GIVEN TASK => Your task is to repeat the entries underneath exactly, minus the pictures.

-- start of RAW DATA --

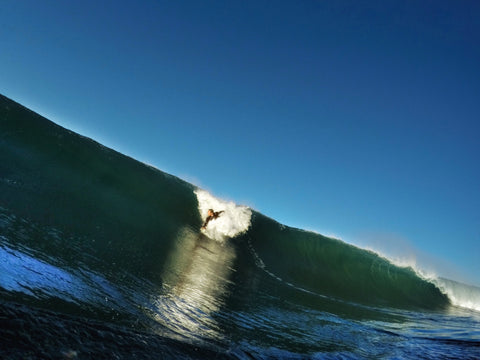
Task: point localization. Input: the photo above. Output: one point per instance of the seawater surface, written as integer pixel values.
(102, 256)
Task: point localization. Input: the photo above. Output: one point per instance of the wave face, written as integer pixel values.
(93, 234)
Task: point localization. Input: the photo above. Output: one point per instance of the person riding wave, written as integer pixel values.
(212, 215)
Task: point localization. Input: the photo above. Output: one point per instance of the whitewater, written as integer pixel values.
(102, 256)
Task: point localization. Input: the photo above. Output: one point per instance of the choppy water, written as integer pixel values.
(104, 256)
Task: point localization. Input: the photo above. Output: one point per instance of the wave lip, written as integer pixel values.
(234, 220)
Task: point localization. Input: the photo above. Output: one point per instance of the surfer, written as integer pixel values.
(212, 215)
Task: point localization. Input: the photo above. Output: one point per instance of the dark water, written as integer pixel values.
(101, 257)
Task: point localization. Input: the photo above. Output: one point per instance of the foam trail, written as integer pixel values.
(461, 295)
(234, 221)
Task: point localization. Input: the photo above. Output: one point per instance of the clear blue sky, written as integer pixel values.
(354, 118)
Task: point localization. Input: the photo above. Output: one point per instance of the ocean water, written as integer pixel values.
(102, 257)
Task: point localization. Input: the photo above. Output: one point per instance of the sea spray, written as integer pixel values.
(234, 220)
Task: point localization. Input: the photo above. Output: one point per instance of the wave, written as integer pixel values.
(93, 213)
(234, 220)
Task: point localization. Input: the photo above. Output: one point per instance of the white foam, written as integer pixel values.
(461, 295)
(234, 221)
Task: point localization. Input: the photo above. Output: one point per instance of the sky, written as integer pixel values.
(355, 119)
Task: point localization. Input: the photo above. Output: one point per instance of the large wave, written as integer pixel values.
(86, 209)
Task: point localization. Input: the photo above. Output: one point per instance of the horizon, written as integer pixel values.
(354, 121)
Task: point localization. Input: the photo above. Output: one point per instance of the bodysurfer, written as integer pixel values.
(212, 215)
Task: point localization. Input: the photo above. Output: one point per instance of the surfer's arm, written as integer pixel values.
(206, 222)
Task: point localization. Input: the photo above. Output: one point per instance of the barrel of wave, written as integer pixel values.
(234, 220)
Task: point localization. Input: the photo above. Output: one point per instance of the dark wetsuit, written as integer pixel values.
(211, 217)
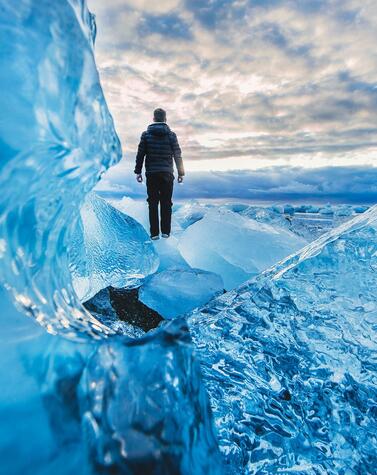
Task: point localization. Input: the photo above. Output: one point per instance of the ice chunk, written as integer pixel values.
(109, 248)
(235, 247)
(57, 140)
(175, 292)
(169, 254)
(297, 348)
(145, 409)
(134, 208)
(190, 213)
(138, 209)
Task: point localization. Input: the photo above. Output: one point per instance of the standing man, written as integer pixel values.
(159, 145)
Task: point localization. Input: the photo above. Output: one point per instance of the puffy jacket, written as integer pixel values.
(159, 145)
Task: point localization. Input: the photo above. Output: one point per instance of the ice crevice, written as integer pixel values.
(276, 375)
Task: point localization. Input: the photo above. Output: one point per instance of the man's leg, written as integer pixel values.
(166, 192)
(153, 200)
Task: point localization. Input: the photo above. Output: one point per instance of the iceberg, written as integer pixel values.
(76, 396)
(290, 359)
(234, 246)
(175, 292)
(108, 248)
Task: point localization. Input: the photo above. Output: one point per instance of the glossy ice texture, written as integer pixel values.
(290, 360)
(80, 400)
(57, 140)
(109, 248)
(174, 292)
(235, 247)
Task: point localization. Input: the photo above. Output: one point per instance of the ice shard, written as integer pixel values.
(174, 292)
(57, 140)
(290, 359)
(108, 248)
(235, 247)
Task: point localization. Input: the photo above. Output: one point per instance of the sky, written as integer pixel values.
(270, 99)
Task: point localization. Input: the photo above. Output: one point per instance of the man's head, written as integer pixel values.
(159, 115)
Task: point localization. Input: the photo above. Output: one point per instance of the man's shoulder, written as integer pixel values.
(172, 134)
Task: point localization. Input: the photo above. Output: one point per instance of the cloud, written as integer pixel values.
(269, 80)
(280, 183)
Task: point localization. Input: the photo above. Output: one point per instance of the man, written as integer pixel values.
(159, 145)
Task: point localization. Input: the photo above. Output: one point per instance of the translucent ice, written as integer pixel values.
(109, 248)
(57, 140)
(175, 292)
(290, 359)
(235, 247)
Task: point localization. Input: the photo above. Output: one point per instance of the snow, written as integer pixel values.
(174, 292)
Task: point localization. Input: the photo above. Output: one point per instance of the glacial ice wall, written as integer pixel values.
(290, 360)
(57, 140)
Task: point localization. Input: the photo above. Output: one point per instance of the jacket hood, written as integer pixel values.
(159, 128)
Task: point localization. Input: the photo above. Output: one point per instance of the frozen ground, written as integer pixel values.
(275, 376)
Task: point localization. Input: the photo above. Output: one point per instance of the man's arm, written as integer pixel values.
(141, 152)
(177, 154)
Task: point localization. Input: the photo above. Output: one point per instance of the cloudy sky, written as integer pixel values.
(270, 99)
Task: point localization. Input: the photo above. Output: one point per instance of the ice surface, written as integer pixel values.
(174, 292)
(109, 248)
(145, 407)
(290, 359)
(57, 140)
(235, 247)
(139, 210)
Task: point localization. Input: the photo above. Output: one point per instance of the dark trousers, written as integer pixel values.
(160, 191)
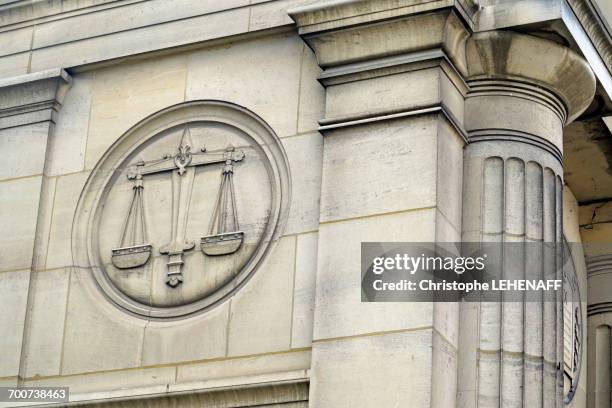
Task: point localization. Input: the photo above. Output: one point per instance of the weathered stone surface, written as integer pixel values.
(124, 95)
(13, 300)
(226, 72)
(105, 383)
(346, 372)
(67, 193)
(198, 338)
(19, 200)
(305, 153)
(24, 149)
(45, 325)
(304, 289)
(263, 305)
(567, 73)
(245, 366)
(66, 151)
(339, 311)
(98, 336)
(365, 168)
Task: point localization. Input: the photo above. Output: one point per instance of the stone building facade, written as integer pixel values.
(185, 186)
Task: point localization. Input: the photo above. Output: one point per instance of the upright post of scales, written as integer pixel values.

-- end of RAW DATA --

SOLVED PROBLEM =>
Task: point localization. Input: the photo above. Output: one point per instance of the seawater surface, written as integer pixel values.
(102, 256)
Task: point localization. Input: the photo above. Output: one point per instance of the wave face, written as integer pixel values.
(93, 234)
Task: point localization. Input: the photo above. Output: one point per instance of the person riding wave, written as integer pixel values.
(212, 215)
Task: point localization. Input: the photo above. Output: one point per instance of the whitewater, written as integer pixel values.
(102, 256)
Task: point localization. Input: the photo above. Output: one point per instance of the choppy water, written as integer pixel values.
(104, 256)
Task: point localization. Input: the photo above. Output: one point per instance of the wave lip, written as integer pixel values.
(234, 220)
Task: point localization. Input: the photo above. Output: one point per instance of the surfer, written as integer pixel values.
(212, 215)
Task: point localization. Input: the photo above. Output: one point per instance of the dark water, written as integer pixel values.
(101, 257)
Task: point localization. Input: the photo above. Output: one point per instance of the foam trail, written as integer pixel values.
(461, 295)
(234, 221)
Task: point localization. Input: the photo above. Output: one point per instance of the clear blue sky, written as integer pixel values.
(354, 118)
Task: point localization. Input: the photo above. Output: one point per instance of the ocean water, written as integer pixel values.
(102, 257)
Task: point localization. Input: the photo above. Output: one point per instance of the sea spray, written as integer pixel values.
(234, 220)
Task: point localization. Input: the photo above. Output: one point per instance of the wave, written as integer pixel values.
(93, 213)
(234, 220)
Task: point localization. Input: the photo above. Output: one point per instance of the white foam, written as integer pixel values.
(461, 295)
(234, 221)
Task: point localization. Input: the photo above. Output: one point per instance of the sky, written as integer pixel values.
(355, 119)
Task: point localization. Input: the photo above. Output: one point per instance of the large wave, written as integer pixel values.
(86, 209)
Task: point localization. Input: the photo above. Output: one point per instance of the horizon, written as integer pixel values.
(354, 121)
Task: point localization. Input: the photo above. Output: one point per instance of the bodysurfer, written as integer pixel values.
(212, 215)
Task: point localization. Input: the photo above. Output: one point per instance of the surfer's arm, written as integer pixel values.
(206, 222)
Task: point localization. Input: the photo above. Output: one point per instance of the barrel of wave, written as integer pixel values.
(234, 220)
Task: point localization. Input: the photo above. Output: one point per instance of the dark wetsuit, written as integer pixel values.
(211, 217)
Task: point localization. Input: the photo above. Output: one point per instance of the ice chunk, written as integer pixel values.
(109, 248)
(235, 247)
(57, 140)
(175, 292)
(169, 254)
(297, 348)
(145, 409)
(134, 208)
(190, 213)
(138, 209)
Task: point localization. Input: the photo above. Output: one point per instance of the standing man, written as integer pixel values.
(159, 145)
Task: point localization. Input: the photo above. Output: one point per instance of the puffy jacket, written as integer pixel values.
(159, 145)
Task: point localization. Input: the photo above. Output: one point per instance of the ice crevice, written as integer pixel values.
(276, 375)
Task: point localization. Input: the photo above. Output: one point per instance of the man's leg, written as integer pixel values.
(166, 192)
(153, 200)
Task: point localization. Input: the photo above. Output: one point per instance of the iceberg, written as integer pixel values.
(76, 396)
(290, 359)
(234, 246)
(175, 292)
(108, 248)
Task: point localization. Input: the photo above. Output: one point per instance of the glossy ice texture, written as integer pixel values.
(290, 360)
(80, 400)
(57, 140)
(109, 248)
(174, 292)
(235, 247)
Task: point localization. Input: the photo above. Output: one point per instance of the ice shard, written as integer pixel values.
(174, 292)
(57, 140)
(290, 359)
(108, 248)
(235, 247)
Task: point localization. Input: the photo above. Output: one point per instance of the sky, written as integer pixel values.
(270, 99)
Task: point localization. Input: the photo above. Output: one point per instance of the man's head, written as integer pixel values.
(159, 115)
Task: point localization. Input: the photo above. Output: one point per instance of the man's shoulder, written as integer pixel values.
(172, 134)
Task: point localization. Input: the photo above. Output: one point per instance of the cloud, written as integer pixel values.
(269, 80)
(280, 183)
Task: point localization. Input: the photo above. Output: one point per instance of the man, written as integer pixel values.
(159, 145)
Task: point localization. Input: the photo above. Output: one point per instance of the translucent ice, written as integer pixel values.
(109, 248)
(57, 140)
(175, 292)
(290, 359)
(235, 247)
Task: point localization. Input: the photo above. Output: one point per instance of the snow, written as integer pixel values.
(174, 292)
Task: point localization. Input: the photo above. Output: one point per instance of the glacial ice wall, written as integer pixel values.
(290, 360)
(57, 140)
Task: point localization. Input: the photo above. Output: one point per instance of the jacket hood, written as integer pixel values.
(159, 128)
Task: point localization. Input: the photo above. Output: one point per instance of the frozen ground, written as integer pixel values.
(275, 376)
Task: point localization. Input: the photo above. Output: one point per instance of the man's arm, written as integer pixel values.
(141, 152)
(177, 154)
Task: point localization. Input: the photo above. Output: one point per instance of the cloudy sky, written as integer pixel values.
(270, 99)
Task: point localization. Input: the photo above. Output: one point per instance of the ice surface, written as integer pixel values.
(174, 292)
(109, 248)
(145, 407)
(290, 359)
(57, 140)
(235, 247)
(139, 210)
Task: point localization. Input: the photo above. Output: one point per instance of the dark trousers, written as integer pixel values.
(160, 191)
Task: point localization. Input: the photo above. Output: one point per instance of the weathered stone surface, written as integer pixel values.
(124, 95)
(13, 300)
(226, 72)
(105, 383)
(346, 372)
(67, 193)
(198, 338)
(19, 200)
(305, 153)
(24, 149)
(45, 325)
(304, 289)
(263, 305)
(567, 73)
(245, 366)
(66, 151)
(339, 311)
(98, 336)
(365, 168)
Task: point localization. Input: the photo above. Output: one point per instance of the stone building facade, written as integer pixel values.
(185, 186)
Task: point localization. Input: the photo above. Output: one point per instance of the upright post of scales, written as integer pixel values.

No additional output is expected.